TASK GOAL: Go through the data and copy each line that holds "tailgate".

EXTRACTED RECORDS START

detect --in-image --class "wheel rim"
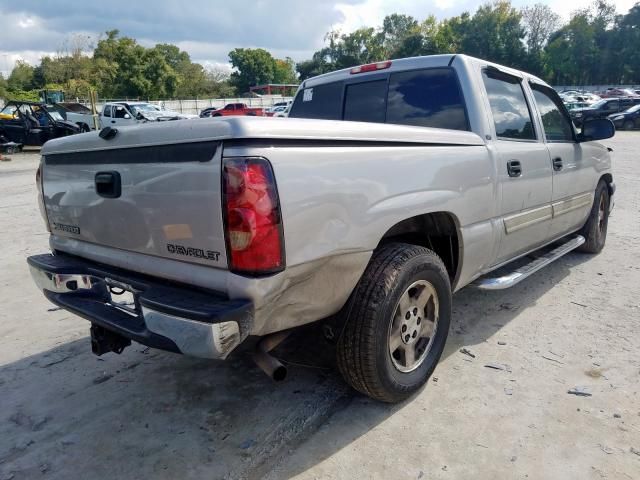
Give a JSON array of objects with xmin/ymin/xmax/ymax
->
[
  {"xmin": 388, "ymin": 280, "xmax": 439, "ymax": 373},
  {"xmin": 597, "ymin": 192, "xmax": 606, "ymax": 235}
]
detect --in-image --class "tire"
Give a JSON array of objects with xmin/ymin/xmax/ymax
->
[
  {"xmin": 80, "ymin": 123, "xmax": 90, "ymax": 133},
  {"xmin": 337, "ymin": 243, "xmax": 451, "ymax": 403},
  {"xmin": 577, "ymin": 180, "xmax": 610, "ymax": 254},
  {"xmin": 623, "ymin": 120, "xmax": 635, "ymax": 131}
]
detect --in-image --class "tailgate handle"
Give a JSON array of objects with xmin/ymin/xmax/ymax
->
[{"xmin": 95, "ymin": 171, "xmax": 121, "ymax": 198}]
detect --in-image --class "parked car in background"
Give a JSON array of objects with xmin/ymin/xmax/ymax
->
[
  {"xmin": 203, "ymin": 103, "xmax": 265, "ymax": 117},
  {"xmin": 265, "ymin": 101, "xmax": 292, "ymax": 116},
  {"xmin": 48, "ymin": 102, "xmax": 95, "ymax": 132},
  {"xmin": 0, "ymin": 100, "xmax": 80, "ymax": 146},
  {"xmin": 269, "ymin": 105, "xmax": 288, "ymax": 117},
  {"xmin": 29, "ymin": 54, "xmax": 615, "ymax": 403},
  {"xmin": 565, "ymin": 102, "xmax": 591, "ymax": 111},
  {"xmin": 99, "ymin": 102, "xmax": 196, "ymax": 128},
  {"xmin": 608, "ymin": 104, "xmax": 640, "ymax": 130},
  {"xmin": 200, "ymin": 107, "xmax": 217, "ymax": 117},
  {"xmin": 571, "ymin": 97, "xmax": 640, "ymax": 127},
  {"xmin": 599, "ymin": 87, "xmax": 639, "ymax": 98}
]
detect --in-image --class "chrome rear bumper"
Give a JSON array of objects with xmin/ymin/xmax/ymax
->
[{"xmin": 28, "ymin": 254, "xmax": 253, "ymax": 360}]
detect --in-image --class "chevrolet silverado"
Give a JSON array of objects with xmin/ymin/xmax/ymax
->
[{"xmin": 27, "ymin": 54, "xmax": 615, "ymax": 402}]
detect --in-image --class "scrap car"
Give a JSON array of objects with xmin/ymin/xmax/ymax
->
[
  {"xmin": 0, "ymin": 100, "xmax": 81, "ymax": 146},
  {"xmin": 99, "ymin": 102, "xmax": 197, "ymax": 128}
]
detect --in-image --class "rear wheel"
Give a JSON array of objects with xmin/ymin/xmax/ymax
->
[
  {"xmin": 337, "ymin": 243, "xmax": 451, "ymax": 403},
  {"xmin": 577, "ymin": 180, "xmax": 610, "ymax": 254},
  {"xmin": 623, "ymin": 120, "xmax": 635, "ymax": 131}
]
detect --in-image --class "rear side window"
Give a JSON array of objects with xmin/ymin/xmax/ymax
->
[
  {"xmin": 289, "ymin": 81, "xmax": 343, "ymax": 120},
  {"xmin": 482, "ymin": 69, "xmax": 535, "ymax": 140},
  {"xmin": 344, "ymin": 80, "xmax": 386, "ymax": 123},
  {"xmin": 289, "ymin": 67, "xmax": 469, "ymax": 131},
  {"xmin": 386, "ymin": 68, "xmax": 468, "ymax": 130},
  {"xmin": 103, "ymin": 106, "xmax": 111, "ymax": 117}
]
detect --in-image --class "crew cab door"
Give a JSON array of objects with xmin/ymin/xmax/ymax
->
[
  {"xmin": 529, "ymin": 83, "xmax": 596, "ymax": 238},
  {"xmin": 481, "ymin": 68, "xmax": 553, "ymax": 264}
]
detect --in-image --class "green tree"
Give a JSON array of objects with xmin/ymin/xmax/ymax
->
[
  {"xmin": 461, "ymin": 1, "xmax": 527, "ymax": 68},
  {"xmin": 273, "ymin": 57, "xmax": 297, "ymax": 84},
  {"xmin": 7, "ymin": 60, "xmax": 36, "ymax": 91},
  {"xmin": 229, "ymin": 48, "xmax": 277, "ymax": 93},
  {"xmin": 616, "ymin": 3, "xmax": 640, "ymax": 83},
  {"xmin": 381, "ymin": 14, "xmax": 419, "ymax": 56},
  {"xmin": 521, "ymin": 3, "xmax": 561, "ymax": 75},
  {"xmin": 0, "ymin": 73, "xmax": 7, "ymax": 99}
]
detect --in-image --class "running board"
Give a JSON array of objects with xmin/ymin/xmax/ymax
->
[{"xmin": 474, "ymin": 235, "xmax": 585, "ymax": 290}]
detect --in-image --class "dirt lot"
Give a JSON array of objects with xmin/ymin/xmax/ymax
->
[{"xmin": 1, "ymin": 135, "xmax": 639, "ymax": 480}]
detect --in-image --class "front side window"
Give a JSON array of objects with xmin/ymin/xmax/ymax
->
[
  {"xmin": 386, "ymin": 68, "xmax": 468, "ymax": 130},
  {"xmin": 482, "ymin": 69, "xmax": 535, "ymax": 140},
  {"xmin": 114, "ymin": 106, "xmax": 129, "ymax": 119},
  {"xmin": 344, "ymin": 80, "xmax": 387, "ymax": 123},
  {"xmin": 531, "ymin": 84, "xmax": 574, "ymax": 142}
]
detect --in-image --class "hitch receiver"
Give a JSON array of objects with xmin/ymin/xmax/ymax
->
[{"xmin": 90, "ymin": 324, "xmax": 131, "ymax": 356}]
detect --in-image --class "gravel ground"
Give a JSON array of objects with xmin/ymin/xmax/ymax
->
[{"xmin": 1, "ymin": 134, "xmax": 639, "ymax": 480}]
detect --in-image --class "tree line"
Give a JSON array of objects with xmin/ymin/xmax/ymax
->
[
  {"xmin": 0, "ymin": 30, "xmax": 297, "ymax": 101},
  {"xmin": 297, "ymin": 0, "xmax": 640, "ymax": 86},
  {"xmin": 1, "ymin": 0, "xmax": 639, "ymax": 102}
]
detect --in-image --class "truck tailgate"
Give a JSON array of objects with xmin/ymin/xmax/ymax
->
[{"xmin": 41, "ymin": 126, "xmax": 228, "ymax": 270}]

EXTRACTED RECORDS END

TASK SOLUTION:
detect --in-image --class "tailgate handle"
detect --in-image --class "truck tailgate"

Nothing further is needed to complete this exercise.